** EXERCISE INPUTS follows **
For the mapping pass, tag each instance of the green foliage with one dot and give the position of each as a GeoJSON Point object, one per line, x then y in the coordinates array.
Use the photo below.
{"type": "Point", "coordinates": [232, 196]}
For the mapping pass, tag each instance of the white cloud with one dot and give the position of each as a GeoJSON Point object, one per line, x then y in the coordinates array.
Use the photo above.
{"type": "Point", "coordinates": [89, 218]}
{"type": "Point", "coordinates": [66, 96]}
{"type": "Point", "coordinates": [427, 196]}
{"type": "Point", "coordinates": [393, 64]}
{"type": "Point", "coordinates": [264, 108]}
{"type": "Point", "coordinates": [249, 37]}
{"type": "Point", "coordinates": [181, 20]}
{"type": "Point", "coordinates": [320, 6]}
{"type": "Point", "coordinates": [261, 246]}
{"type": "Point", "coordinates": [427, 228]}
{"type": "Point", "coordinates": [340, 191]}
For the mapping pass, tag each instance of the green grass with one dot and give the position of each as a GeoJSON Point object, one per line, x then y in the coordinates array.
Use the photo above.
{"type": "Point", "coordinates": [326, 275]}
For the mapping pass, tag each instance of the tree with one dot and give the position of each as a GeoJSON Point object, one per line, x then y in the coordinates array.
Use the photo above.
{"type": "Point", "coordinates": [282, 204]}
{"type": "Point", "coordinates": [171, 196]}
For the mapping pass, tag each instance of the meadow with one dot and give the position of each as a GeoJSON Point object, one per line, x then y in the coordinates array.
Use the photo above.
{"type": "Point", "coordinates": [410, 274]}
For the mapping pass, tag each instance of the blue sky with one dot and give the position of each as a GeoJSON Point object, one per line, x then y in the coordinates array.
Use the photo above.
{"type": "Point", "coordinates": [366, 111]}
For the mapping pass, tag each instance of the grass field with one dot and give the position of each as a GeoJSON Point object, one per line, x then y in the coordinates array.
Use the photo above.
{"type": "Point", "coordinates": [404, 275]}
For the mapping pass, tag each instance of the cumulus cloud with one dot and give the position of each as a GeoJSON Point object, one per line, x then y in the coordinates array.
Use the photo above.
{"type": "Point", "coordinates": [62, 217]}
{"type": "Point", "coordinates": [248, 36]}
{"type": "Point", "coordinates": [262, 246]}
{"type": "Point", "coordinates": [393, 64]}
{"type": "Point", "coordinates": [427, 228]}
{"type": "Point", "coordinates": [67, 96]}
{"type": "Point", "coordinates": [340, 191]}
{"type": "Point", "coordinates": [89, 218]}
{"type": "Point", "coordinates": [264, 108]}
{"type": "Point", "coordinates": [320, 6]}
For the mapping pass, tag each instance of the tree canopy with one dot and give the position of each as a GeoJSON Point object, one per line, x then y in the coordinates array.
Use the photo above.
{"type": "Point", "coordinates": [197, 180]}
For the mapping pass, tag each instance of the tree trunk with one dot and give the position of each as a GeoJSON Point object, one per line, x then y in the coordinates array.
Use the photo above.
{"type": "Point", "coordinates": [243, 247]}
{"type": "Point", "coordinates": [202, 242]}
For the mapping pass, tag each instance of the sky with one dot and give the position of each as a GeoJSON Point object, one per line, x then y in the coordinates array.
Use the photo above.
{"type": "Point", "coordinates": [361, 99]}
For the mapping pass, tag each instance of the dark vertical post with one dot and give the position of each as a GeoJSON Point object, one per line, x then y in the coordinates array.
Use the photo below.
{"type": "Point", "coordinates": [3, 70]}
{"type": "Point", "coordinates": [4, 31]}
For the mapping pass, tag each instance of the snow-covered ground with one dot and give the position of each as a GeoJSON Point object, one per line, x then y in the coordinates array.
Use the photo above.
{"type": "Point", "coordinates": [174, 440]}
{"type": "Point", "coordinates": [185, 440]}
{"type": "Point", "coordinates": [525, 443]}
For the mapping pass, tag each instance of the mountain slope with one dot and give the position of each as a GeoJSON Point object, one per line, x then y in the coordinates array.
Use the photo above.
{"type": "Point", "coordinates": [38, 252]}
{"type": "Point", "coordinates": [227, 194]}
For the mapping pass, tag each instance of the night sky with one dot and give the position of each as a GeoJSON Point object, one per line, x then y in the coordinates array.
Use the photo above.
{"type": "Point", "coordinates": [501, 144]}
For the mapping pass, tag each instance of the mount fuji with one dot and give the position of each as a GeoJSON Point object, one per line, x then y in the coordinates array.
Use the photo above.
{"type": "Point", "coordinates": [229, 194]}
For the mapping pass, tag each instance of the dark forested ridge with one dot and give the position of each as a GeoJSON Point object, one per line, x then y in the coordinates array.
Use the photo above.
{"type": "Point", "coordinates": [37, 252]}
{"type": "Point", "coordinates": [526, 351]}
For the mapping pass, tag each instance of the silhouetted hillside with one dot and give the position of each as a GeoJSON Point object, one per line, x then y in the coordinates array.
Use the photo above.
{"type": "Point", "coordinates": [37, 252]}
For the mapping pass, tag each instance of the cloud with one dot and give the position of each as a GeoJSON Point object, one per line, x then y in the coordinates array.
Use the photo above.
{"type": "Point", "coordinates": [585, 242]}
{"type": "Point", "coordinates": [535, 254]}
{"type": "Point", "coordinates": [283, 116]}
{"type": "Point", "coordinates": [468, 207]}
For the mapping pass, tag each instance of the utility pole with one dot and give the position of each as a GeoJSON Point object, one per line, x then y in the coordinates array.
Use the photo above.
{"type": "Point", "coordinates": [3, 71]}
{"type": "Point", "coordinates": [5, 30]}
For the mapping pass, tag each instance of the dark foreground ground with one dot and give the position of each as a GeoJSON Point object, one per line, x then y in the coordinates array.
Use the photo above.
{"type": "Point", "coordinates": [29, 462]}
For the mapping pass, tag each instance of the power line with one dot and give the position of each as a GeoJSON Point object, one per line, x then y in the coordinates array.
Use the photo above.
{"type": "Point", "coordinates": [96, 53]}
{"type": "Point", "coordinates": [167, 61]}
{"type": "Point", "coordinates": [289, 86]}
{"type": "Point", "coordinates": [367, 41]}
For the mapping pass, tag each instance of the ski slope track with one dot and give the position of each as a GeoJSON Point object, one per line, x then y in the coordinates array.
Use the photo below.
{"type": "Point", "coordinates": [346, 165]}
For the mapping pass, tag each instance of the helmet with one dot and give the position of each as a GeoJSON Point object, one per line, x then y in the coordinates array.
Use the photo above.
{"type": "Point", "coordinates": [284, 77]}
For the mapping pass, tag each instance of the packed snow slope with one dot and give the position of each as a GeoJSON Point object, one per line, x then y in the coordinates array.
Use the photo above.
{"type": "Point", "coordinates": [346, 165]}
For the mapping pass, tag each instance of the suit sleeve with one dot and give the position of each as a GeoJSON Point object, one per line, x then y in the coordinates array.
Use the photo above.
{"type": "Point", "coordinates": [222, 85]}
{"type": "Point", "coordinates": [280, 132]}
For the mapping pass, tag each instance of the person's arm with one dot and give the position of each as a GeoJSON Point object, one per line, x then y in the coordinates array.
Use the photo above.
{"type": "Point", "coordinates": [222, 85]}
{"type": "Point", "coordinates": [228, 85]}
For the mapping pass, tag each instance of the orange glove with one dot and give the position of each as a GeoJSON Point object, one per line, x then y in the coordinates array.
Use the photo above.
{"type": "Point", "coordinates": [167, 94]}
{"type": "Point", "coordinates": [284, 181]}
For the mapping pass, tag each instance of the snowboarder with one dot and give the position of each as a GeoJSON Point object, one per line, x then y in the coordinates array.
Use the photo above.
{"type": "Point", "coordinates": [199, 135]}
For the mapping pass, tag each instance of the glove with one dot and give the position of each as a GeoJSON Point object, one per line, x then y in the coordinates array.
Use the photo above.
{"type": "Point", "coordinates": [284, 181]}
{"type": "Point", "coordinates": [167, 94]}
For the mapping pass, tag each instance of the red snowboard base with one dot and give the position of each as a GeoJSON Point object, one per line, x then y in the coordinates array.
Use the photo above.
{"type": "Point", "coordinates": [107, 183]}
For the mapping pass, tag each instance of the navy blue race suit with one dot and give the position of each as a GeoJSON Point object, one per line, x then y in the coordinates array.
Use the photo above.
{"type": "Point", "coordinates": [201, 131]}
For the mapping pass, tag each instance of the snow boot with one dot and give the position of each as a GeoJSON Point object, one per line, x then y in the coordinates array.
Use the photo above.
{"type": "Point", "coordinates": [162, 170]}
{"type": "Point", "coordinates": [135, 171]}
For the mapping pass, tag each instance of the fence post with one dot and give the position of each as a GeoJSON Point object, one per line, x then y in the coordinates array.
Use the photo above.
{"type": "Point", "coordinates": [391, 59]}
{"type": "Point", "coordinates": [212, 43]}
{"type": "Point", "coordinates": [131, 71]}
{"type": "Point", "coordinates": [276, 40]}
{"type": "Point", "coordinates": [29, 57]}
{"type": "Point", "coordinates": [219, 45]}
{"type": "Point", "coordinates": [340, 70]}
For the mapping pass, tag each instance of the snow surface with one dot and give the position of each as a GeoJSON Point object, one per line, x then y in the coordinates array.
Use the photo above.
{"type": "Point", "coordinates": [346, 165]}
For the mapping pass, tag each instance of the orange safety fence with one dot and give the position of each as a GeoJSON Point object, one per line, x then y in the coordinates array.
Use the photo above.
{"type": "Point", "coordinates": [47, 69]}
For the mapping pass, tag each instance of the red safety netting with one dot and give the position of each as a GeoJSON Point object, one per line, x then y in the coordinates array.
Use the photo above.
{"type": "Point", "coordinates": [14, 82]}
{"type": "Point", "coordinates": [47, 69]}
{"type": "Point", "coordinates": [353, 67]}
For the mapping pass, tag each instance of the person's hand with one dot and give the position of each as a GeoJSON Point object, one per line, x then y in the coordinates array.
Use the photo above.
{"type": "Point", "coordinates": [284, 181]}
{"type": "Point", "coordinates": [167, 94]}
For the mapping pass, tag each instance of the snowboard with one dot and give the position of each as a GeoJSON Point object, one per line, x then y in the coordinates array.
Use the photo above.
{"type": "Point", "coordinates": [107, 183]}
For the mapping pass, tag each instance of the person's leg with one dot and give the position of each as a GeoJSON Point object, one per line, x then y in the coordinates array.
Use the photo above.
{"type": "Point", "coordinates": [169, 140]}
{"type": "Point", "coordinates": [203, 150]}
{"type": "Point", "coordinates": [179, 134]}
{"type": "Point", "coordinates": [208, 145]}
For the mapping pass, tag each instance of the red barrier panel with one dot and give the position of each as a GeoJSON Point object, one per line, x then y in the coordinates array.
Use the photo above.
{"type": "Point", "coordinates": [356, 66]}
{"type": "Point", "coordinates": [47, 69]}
** End of EXERCISE INPUTS **
ABOUT THIS TASK: Please copy each line of the entries in which the word "blue" shows up.

EXERCISE RESPONSE:
For the mapping pass, tag each instance of the blue sky with one dot and give the position of each as a GeoJSON Point object, one per line, x then y in the coordinates array.
For the mapping pass, tag each instance of the navy blue race suit with one dot and give the position of each as a GeoJSON Point object, one per line, x then y in the coordinates array.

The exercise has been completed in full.